Segmentation mask data >>
----

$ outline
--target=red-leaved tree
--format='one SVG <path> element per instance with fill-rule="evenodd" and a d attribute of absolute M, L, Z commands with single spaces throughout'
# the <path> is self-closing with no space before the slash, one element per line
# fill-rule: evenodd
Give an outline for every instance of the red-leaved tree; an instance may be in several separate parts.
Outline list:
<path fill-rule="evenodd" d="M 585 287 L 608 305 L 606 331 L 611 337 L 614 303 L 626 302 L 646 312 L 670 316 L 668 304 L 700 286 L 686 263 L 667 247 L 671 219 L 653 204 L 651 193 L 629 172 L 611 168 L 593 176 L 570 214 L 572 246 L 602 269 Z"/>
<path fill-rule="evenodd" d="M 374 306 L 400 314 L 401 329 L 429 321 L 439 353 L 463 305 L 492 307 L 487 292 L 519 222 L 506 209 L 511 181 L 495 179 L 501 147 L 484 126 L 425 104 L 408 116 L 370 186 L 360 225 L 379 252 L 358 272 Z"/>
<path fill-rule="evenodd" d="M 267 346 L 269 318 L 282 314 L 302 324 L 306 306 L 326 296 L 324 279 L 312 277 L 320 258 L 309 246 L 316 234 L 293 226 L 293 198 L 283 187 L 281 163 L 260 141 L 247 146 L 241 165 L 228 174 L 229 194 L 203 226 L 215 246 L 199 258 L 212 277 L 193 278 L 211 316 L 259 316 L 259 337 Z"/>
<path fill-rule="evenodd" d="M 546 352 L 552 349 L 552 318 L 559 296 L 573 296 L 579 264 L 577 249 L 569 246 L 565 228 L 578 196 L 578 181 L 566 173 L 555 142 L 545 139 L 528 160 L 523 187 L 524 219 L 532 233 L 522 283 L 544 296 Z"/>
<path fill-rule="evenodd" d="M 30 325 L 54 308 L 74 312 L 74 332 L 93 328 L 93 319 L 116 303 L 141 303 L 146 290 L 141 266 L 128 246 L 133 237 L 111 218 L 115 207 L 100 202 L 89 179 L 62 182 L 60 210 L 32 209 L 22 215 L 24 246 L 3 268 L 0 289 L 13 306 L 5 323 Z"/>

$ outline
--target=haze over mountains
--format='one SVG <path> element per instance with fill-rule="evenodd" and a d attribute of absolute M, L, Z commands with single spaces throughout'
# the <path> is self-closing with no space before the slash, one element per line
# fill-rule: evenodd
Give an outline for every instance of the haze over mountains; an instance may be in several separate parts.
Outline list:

----

WHAT YOU NEED TO DO >> Within the entries, find all lines holding "leaved" and copy each one.

REPLY >>
--target=red-leaved tree
Give an outline for every instance of the red-leaved tree; an instance may be in several separate parts.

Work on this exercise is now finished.